JOB >> Transcribe, character for character, the stretch of the records below from the line containing "of the blue" through the line containing "pixel 263 138", including both of those lines.

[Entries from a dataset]
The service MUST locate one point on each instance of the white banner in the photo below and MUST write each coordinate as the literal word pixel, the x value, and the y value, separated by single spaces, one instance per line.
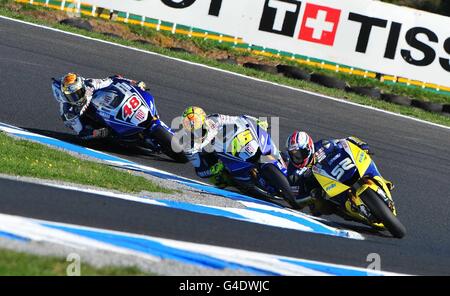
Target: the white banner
pixel 365 34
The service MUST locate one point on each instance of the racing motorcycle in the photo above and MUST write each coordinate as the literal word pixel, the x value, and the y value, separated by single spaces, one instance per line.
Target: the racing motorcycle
pixel 254 163
pixel 130 113
pixel 349 173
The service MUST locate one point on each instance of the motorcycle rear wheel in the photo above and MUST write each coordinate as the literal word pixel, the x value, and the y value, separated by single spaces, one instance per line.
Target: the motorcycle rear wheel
pixel 164 138
pixel 381 211
pixel 279 181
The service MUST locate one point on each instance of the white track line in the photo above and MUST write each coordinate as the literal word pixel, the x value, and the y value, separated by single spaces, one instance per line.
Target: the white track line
pixel 229 72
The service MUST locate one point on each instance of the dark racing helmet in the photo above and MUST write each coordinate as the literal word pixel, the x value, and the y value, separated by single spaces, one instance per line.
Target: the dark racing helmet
pixel 73 89
pixel 194 122
pixel 300 147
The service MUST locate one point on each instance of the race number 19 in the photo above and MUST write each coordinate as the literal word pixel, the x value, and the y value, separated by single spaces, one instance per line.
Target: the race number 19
pixel 214 7
pixel 130 107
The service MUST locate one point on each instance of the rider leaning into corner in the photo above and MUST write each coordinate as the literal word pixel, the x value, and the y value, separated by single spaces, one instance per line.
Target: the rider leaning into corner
pixel 74 93
pixel 302 154
pixel 205 133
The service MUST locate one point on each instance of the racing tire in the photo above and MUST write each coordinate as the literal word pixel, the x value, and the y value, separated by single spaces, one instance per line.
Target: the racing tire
pixel 276 178
pixel 164 138
pixel 381 211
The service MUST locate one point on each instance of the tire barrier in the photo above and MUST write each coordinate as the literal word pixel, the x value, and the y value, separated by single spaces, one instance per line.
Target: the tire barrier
pixel 371 92
pixel 111 35
pixel 399 100
pixel 77 23
pixel 262 67
pixel 293 72
pixel 446 108
pixel 179 49
pixel 144 42
pixel 428 106
pixel 230 61
pixel 328 81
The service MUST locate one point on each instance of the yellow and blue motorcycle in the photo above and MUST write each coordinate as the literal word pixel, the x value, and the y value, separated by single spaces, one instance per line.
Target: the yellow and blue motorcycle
pixel 354 187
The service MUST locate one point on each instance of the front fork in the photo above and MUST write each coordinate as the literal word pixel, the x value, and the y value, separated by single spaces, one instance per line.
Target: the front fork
pixel 357 209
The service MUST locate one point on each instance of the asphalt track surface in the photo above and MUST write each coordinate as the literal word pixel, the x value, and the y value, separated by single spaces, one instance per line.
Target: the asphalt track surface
pixel 416 156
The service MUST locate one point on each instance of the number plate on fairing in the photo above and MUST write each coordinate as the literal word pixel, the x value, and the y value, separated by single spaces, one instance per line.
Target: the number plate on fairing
pixel 133 110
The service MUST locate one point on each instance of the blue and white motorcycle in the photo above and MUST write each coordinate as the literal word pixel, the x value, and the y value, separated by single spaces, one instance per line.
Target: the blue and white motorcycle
pixel 130 113
pixel 254 163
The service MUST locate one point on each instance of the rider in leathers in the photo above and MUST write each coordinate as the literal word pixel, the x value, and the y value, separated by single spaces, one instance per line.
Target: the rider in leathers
pixel 209 134
pixel 302 154
pixel 74 93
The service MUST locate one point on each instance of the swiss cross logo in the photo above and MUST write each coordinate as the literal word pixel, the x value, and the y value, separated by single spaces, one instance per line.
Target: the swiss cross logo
pixel 319 24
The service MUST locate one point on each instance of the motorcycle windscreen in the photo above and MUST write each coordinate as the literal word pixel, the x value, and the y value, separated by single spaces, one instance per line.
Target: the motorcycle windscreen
pixel 263 138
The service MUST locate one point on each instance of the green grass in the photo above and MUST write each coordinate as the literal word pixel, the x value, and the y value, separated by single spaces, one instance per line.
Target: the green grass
pixel 29 159
pixel 22 264
pixel 208 44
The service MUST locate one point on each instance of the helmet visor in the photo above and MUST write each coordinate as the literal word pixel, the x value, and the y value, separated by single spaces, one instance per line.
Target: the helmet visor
pixel 298 156
pixel 76 98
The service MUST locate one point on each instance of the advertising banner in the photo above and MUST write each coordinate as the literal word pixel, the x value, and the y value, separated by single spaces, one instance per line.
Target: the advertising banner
pixel 365 34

WRITTEN ANSWER >>
The service MUST locate one point on each instance of the blue and white motorcycle in the photo above and MUST write each coordinate as the literal word pixel, the x value, and the y value, separated by single spaces, one instance per line.
Target: the blue and white motorcycle
pixel 130 113
pixel 254 163
The service MUST locate one point on each instance of the rider in leathers in the photo above and MUST write each coordinate as the literal word pixel, the x value, and the y value, separated by single spaces, one instance per line.
Target: the rider in leathers
pixel 209 134
pixel 302 154
pixel 74 93
The service MUST locate one point on each instance of the swiss cross logo in the photo above and MUST write each coordinate as the literal word pixel, the x value, and the y value, separated by single spaces, one instance per line.
Target: the swiss cross logo
pixel 319 24
The service MUST locate one point on each instance of the motorcycle windscreen in the photo above and MUST write each coordinate as the literal word pixel, the x value, and the y value, separated by single spaces, one instance per line.
Target: the motorcycle windscreen
pixel 263 138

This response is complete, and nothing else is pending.